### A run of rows
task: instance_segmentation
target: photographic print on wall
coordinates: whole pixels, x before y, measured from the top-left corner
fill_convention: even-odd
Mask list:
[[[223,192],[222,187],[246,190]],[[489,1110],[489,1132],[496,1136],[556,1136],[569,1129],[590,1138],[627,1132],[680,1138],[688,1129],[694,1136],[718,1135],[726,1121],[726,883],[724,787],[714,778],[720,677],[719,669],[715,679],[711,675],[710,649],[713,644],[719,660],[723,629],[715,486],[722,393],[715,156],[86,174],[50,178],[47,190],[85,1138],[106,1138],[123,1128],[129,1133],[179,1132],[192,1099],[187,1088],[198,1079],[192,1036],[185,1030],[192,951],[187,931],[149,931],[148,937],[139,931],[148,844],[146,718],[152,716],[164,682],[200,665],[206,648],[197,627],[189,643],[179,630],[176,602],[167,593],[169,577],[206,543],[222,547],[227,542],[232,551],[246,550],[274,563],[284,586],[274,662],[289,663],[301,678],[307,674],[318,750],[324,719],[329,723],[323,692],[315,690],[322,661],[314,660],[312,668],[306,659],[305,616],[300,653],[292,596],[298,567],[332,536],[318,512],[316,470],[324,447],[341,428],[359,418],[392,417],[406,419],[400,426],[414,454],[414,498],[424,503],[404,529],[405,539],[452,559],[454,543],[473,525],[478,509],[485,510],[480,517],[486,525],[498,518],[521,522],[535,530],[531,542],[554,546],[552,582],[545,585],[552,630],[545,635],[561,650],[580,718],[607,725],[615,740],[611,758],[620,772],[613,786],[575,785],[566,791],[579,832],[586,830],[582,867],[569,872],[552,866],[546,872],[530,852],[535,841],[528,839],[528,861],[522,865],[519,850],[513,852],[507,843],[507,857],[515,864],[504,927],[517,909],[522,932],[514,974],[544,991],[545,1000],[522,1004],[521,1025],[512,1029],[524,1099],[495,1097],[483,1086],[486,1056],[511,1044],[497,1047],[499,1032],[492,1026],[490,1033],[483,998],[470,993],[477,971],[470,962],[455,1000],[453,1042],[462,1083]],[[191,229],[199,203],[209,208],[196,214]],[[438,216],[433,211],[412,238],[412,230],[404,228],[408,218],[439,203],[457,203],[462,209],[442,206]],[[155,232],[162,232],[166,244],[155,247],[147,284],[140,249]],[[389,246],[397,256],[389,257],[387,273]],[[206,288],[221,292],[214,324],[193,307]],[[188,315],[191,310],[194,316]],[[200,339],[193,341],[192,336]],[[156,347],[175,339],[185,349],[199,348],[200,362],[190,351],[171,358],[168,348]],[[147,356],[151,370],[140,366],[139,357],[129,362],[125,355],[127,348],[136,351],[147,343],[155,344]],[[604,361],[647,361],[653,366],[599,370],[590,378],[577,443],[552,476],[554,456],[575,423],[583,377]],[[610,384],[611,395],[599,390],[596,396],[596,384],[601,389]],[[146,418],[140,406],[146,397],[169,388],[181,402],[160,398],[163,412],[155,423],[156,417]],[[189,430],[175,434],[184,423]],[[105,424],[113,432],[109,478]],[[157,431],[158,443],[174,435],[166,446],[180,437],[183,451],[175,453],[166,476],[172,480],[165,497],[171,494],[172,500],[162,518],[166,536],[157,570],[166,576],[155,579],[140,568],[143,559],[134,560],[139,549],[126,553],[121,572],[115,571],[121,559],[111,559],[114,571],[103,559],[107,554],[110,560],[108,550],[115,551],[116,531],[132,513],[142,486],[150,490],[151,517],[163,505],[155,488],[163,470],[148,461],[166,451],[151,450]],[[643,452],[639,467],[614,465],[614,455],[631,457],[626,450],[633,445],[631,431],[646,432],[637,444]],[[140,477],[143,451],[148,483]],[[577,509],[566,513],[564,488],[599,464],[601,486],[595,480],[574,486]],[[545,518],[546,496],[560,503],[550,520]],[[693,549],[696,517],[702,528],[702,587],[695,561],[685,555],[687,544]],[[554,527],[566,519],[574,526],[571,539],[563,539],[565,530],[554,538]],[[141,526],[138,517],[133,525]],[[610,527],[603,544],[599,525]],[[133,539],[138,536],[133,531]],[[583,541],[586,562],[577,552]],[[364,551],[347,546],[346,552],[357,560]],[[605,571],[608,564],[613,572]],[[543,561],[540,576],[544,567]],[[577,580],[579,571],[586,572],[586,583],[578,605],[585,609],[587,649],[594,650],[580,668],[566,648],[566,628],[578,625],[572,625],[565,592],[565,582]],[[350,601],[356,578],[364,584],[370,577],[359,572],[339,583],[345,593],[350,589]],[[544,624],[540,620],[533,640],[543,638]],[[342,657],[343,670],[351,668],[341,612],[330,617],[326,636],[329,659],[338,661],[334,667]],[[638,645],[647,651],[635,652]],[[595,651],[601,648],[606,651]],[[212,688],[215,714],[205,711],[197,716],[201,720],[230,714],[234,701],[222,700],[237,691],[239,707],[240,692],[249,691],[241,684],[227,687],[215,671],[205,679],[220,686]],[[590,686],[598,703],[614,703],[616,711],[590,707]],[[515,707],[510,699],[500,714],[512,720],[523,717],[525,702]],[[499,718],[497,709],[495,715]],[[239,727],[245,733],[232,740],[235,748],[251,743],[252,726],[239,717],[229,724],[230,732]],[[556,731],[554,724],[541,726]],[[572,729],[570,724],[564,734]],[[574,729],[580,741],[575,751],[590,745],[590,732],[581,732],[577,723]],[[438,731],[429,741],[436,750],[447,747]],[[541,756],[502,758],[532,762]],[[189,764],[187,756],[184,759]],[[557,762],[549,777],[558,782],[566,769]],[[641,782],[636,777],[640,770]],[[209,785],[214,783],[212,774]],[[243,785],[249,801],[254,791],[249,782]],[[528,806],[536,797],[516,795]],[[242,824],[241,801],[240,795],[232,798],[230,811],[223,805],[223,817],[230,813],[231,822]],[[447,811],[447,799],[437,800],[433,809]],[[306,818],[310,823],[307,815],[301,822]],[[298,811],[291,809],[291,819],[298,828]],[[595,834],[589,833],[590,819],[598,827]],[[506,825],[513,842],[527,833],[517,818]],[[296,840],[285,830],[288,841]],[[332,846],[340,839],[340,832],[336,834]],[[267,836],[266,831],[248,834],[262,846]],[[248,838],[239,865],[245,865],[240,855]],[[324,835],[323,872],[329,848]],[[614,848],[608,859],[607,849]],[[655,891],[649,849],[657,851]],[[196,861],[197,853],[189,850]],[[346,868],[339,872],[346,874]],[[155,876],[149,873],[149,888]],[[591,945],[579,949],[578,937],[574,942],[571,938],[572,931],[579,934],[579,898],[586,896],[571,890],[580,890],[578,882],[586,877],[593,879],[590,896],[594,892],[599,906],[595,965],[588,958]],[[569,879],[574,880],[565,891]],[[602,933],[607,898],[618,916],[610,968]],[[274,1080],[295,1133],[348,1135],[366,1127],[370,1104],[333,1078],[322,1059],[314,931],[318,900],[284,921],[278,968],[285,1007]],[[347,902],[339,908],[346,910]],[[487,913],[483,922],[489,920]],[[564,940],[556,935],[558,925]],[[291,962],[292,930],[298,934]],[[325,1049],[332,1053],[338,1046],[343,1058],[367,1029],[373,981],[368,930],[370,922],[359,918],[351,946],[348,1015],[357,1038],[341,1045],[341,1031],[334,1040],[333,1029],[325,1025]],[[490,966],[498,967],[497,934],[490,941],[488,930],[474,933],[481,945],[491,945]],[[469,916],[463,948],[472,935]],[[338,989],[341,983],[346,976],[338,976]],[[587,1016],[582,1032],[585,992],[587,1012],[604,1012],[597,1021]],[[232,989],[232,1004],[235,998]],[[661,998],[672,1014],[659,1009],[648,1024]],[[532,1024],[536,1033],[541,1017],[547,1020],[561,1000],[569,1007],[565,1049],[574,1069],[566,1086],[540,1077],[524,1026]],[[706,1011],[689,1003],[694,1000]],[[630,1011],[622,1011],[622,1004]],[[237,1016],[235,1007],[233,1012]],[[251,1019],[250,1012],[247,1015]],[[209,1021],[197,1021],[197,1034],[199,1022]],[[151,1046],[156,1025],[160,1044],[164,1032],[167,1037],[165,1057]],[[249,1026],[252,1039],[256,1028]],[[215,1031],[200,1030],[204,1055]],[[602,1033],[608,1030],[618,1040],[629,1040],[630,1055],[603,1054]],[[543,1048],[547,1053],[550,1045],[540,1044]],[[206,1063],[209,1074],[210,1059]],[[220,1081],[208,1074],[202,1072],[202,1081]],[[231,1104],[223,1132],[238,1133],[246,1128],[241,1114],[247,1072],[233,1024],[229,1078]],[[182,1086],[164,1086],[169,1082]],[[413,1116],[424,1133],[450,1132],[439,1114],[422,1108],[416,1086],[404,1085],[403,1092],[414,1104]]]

### Short exercise
Filter the rows above down to the lines that contain the word "from", and copy each of those lines unchanged.

### Full answer
coordinates: whole pixels, x before y, measured from the top-left corner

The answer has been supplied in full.